» Provided data
# # # #

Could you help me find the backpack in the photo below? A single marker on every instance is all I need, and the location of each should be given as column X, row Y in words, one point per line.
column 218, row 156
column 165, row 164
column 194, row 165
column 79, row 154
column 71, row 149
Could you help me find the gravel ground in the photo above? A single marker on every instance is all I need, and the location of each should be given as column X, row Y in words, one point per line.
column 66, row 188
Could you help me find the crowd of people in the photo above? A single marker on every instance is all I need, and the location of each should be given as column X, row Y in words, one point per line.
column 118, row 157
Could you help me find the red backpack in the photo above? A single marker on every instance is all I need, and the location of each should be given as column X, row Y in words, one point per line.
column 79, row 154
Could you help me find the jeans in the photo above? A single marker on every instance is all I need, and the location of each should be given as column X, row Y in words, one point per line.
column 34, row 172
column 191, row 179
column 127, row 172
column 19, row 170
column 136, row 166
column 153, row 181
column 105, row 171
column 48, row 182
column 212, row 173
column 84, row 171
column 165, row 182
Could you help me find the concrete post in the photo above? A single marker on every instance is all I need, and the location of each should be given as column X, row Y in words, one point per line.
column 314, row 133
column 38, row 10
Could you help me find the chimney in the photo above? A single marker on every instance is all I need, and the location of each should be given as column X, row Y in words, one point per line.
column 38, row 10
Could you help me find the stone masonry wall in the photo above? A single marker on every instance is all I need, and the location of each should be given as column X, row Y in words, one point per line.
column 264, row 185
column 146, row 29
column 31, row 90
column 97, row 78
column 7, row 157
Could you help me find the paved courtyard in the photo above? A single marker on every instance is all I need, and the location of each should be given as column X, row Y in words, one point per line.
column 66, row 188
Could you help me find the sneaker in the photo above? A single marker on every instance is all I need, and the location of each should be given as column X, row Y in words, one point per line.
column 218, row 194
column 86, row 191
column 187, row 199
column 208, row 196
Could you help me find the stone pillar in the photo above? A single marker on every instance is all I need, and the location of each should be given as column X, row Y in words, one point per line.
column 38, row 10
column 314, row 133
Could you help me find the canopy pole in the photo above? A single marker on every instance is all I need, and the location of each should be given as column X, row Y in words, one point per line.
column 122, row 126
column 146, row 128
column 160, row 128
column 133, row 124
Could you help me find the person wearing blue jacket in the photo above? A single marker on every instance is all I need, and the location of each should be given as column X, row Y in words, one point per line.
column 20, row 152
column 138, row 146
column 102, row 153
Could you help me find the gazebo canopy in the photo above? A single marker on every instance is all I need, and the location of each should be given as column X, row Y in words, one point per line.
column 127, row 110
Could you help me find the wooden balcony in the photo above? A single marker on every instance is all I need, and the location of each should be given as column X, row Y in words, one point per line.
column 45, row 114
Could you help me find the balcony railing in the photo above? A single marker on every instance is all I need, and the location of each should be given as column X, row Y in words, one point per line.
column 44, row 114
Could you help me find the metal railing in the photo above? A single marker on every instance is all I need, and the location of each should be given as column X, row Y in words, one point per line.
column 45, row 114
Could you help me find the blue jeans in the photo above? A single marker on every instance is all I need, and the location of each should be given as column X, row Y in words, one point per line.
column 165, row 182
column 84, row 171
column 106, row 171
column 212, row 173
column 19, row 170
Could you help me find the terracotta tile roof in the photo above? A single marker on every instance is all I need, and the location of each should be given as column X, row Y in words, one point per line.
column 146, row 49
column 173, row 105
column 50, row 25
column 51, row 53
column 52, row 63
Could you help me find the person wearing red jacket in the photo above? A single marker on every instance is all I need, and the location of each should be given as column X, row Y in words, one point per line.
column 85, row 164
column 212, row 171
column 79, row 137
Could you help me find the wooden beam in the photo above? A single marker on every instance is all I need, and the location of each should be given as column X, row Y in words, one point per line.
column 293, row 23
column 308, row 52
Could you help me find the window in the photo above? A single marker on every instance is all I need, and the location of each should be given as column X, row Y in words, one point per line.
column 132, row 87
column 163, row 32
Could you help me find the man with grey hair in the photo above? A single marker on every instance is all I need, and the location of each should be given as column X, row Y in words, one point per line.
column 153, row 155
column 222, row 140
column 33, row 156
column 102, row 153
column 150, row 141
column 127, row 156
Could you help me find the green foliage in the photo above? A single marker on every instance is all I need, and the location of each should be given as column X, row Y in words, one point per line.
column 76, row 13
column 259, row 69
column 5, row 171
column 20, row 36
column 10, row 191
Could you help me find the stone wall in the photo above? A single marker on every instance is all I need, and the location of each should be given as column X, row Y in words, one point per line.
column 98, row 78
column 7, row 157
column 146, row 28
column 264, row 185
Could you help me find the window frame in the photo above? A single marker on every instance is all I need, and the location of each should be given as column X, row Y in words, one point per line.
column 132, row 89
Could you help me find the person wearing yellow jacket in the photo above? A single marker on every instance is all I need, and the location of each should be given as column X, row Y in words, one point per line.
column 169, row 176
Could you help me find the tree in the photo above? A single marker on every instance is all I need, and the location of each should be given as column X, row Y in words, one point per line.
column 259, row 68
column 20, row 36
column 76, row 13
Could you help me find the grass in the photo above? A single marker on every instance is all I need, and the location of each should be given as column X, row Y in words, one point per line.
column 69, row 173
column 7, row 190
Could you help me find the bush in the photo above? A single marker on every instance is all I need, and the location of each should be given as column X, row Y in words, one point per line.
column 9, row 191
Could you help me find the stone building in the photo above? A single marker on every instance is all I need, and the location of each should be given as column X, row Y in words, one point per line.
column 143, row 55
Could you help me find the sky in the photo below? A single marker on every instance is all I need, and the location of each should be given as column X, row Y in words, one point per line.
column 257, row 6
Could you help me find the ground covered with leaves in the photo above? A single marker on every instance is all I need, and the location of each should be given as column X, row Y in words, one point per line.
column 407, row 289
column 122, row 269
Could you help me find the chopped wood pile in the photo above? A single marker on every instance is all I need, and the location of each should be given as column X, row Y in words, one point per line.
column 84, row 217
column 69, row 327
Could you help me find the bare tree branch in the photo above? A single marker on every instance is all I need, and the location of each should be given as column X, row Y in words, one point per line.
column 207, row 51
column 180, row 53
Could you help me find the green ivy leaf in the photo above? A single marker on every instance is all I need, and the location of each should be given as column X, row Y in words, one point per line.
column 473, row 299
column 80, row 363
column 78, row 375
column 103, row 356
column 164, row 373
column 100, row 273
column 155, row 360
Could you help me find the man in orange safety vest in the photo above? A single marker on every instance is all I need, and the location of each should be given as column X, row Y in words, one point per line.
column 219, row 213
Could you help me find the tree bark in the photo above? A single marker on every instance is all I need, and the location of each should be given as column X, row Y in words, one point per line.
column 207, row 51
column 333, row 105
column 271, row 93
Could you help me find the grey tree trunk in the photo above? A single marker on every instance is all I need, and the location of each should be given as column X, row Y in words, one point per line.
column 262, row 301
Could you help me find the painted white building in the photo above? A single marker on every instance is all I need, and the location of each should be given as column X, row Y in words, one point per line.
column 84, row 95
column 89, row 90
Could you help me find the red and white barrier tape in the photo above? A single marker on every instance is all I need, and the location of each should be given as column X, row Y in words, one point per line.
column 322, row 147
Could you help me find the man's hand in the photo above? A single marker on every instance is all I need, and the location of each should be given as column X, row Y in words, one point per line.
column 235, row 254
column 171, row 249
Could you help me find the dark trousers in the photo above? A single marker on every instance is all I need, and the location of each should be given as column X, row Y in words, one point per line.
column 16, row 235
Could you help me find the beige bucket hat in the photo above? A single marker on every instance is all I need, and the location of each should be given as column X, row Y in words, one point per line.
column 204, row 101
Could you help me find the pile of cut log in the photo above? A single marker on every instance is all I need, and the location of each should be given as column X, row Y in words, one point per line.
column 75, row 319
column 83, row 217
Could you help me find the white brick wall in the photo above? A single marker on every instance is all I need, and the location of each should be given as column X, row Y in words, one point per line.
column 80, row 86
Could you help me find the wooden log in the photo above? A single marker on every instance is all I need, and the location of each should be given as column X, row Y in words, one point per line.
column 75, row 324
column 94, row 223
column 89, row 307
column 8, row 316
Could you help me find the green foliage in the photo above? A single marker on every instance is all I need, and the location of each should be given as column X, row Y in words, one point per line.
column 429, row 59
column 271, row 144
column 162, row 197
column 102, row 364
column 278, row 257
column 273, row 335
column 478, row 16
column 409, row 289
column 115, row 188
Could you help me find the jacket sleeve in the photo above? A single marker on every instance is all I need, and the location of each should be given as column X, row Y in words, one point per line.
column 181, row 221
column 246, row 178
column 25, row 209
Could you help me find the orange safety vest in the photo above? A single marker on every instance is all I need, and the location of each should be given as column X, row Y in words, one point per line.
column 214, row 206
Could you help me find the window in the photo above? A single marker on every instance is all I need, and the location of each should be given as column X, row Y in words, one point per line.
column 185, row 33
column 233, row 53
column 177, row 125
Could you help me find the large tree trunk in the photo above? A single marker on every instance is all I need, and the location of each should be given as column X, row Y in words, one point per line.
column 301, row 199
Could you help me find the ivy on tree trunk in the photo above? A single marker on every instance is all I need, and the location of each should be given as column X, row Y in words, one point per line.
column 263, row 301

# # # #

Rewrite the items starting with the line containing "Could you help me find the chopped" and going on through the line containing "column 180, row 53", replacing "bare" with "leafless" and leaving everything else unchanged.

Could you help me find the chopped wood pile in the photo above? A single marker on every instance is all I need, and the location of each should be given as column X, row Y in words, one point per line.
column 84, row 217
column 69, row 327
Could you help me find the leafless tree branch in the photo above? A single marker on every instance is all I need, and the location of each should be given as column X, row Y in words, one point per line.
column 207, row 51
column 180, row 53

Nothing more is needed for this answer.